Showing posts with label St. Patrick's Cathedral New York City. Show all posts
Showing posts with label St. Patrick's Cathedral New York City. Show all posts

Sunday, September 28, 2014

5th Avenue Fabulous ~ Saint Patrick's Cathedral and Rockefeller Center




One belongs to New York instantly,
one belongs to it as much in five minutes as in five years.
~Tom Wolfe

please press "play"


Heading to 5th Avenue!



Sign for the Toulouse-Lautrec show at MoMA! (So good!)




Rockefeller Center




This giant flowered sculpture, below, is actually a Jeff Koons art piece, to coincide with his retrospective at the Whitney museum. Some Tourists asked me to take their photo and offered to take one of me ...




Saint Patrick's Cathedral


St. Patrick's is still under major renovation/reconstruction, or whatever you want to call it. You can get photos here and there where you can't tell that there are workers in hardhats around, and that there are areas you can't really see or get to ...

Our Lady of Czestochowa 
One of the oldest Icons of Mary in the world.
It was said to have been painted by St. Luke the Evangelist 


This photo, below, was taken from under scaffold, and between two large wooden posts. You normally can't photograph The Lady Chapel (which is my favorite) but the manager said since it's closed off for prayer now, I could go ahead take pictures. (Woohoo!) 

It is in the way back behind the main altar. So beautiful. Once when I was praying there, I asked for a sign and just then the lights came on. The actual lights. ;)


You can still light candles in front of the chapel ...


This gives you an idea of how much work is being done. It's very extensive.


St. Jude. I lit a candle for a dear friend.


The facade is under scaffold as well as the lower side, but above ... you have a nice little view behind the pretty trees!



Back out on 5th Avenue ...




A little trinket in the window at  BVLGARI ...


The glamour of it all!
New York! America!
~Charlie Chaplin


Window at Bergdorf's. Very hard to photograph with all the glare!


Love the groovy mod-looking coat below. Valentino.


5th Avenue at Central Park 









Not sure what the rose petals were for but I took the opportunity to show off my fading henna, as well as the 4 lovely band aids on my toes. I can never seem to avoid travel blisters!  (It was taken the last day.)



And across from the fountain, on the park, The Plaza Hotel.

-=-=-

Please repeat, word for word, the passage of the 5th Avenue blog post that begins at the words containing "St. Jude. I" and stops after "5th Avenue ...". You can complete this without the rows.

-=-=-

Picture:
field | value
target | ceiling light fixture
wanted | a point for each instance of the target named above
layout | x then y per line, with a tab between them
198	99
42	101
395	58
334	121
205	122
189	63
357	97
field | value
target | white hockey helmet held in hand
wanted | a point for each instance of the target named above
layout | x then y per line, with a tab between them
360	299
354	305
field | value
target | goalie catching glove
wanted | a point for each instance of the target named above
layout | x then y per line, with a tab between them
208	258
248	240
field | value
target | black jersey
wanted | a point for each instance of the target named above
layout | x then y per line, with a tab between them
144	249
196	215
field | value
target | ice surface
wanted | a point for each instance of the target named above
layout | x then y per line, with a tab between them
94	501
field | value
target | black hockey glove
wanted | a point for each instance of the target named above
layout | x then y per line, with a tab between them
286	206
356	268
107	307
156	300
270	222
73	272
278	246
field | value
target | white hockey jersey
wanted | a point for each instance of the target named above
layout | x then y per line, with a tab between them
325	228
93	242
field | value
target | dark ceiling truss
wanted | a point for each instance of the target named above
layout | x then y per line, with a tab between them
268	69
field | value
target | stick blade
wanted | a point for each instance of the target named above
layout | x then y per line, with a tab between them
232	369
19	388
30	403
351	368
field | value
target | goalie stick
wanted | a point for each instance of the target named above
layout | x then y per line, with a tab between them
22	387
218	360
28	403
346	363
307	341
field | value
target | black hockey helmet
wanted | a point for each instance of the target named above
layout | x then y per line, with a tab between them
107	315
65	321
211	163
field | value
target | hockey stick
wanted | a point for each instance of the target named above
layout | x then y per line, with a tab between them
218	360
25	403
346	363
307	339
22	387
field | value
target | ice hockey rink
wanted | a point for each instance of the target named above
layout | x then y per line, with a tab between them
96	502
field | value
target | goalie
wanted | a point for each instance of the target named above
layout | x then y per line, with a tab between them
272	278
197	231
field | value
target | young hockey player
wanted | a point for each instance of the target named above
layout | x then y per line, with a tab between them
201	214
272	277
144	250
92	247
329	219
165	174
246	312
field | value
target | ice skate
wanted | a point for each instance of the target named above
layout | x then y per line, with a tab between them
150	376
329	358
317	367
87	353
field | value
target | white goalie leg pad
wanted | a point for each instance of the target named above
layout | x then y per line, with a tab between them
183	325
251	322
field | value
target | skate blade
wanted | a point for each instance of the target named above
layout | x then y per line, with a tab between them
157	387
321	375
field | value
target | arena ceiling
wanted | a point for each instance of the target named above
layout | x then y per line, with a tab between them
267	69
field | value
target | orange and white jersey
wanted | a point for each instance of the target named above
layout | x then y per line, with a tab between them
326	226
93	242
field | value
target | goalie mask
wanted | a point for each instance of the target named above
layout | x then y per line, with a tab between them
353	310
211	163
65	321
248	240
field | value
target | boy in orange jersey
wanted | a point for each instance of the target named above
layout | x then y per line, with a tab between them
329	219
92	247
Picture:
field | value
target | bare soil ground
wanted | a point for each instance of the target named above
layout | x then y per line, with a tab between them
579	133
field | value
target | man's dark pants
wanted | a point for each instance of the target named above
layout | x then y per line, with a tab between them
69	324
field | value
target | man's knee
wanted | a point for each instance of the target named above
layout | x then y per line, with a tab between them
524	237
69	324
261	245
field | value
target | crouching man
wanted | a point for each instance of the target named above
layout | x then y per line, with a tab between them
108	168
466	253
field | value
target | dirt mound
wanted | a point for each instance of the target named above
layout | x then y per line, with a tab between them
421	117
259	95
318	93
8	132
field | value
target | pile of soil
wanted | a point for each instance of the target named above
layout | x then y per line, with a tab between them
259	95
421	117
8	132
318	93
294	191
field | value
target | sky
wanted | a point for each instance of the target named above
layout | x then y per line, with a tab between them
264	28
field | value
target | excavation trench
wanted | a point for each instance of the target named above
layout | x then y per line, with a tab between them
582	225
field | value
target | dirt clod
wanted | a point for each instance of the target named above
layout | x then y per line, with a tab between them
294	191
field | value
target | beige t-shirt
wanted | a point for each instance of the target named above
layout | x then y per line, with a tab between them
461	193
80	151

-=-=-

◆ **COMPLETE OUTPUT**:
St. Jude. I lit a candle for a dear friend.


The facade is under scaffold as well as the lower side, but above ... you have a nice little view behind the pretty trees!



Back out on 5th Avenue ...